The Simons Foundation Autism Research Initiative, or SFARI for short, is an American research program based in New York City. It was established in 2005 by the Simons Foundation, which focuses on all aspects of autism research.

==Awards==
The awards they give out include Bridge to Independence Awards (for early-careers researchers transitioning to independent positions), Pilot Awards (for innovative high-impact proposals for experiments still in the preliminary stages), Research Awards (for research into a topic which has already been investigated at least preliminarily), and Explorer Awards (which provides grants for focused experiments on a one-time basis). One specific type of research they specialize in is mouse models of autism, which they are trying to make more available in cooperation with the Jackson Laboratory.

==Specific programs==

=== SFARI Gene ===
SFARI Gene is an integrative model with a publicly available web portal for the ongoing collection, curation and visualization of genes linked to autism disorders. The content originates entirely from the published scientific literature. SFARI Gene also provides a comprehensive collection of animal models linked to autism. The Simons Simplex Collection is a sample gathered by SFARI from over 2000 families for identifying de novo genetic variants that contribute to the overall risk of autism.

• _EXERCISE SET_:
a. Say whether each statement agrees with the SFARI passage, answering yes or no and quoting the words that decide it: (i) SFARI was set up by the Simons Foundation in 2005. (ii) Some of the content in SFARI Gene comes from unpublished sources. (iii) The Simons Simplex Collection was gathered from more than 2000 families.
b. Carry on writing the SFARI passage, starting after its last sentence.
The lines that come next have nothing to do with the SFARI passage.

• _DATA SUPPLIED_:
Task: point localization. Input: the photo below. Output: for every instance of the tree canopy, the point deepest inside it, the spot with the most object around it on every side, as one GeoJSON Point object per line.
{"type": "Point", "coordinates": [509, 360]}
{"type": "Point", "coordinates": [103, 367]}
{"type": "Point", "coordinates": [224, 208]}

* * *

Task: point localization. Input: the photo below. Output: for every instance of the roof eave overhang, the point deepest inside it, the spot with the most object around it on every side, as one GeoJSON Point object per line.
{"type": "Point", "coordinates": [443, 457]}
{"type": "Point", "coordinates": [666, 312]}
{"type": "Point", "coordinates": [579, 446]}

• _EXERCISE RESULTS_:
a.
(i) Yes: "It was established in 2005 by the Simons Foundation"
(ii) No: "The content originates entirely from the published scientific literature."
(iii) Yes: "a sample gathered by SFARI from over 2000 families"

b.
=== SPARK ===
In 2016, SFARI launched Simons Foundation Powering Autism Research (SPARK), an online research initiative designed to become the largest autism study ever undertaken in the United States. For researchers, SPARK provides a large, well-characterized cohort of genetic, medical and behavioral data, and will result in cost-savings for researchers by reducing start-up costs for individual studies.

=== Spectrum ===
In 2008, SFARI launched Spectrum, an Autism research news website, as the "News & Opinion" section of the SFARI website. In the summer of 2015, Spectrum was spun off of SFARI as an independent online news entity.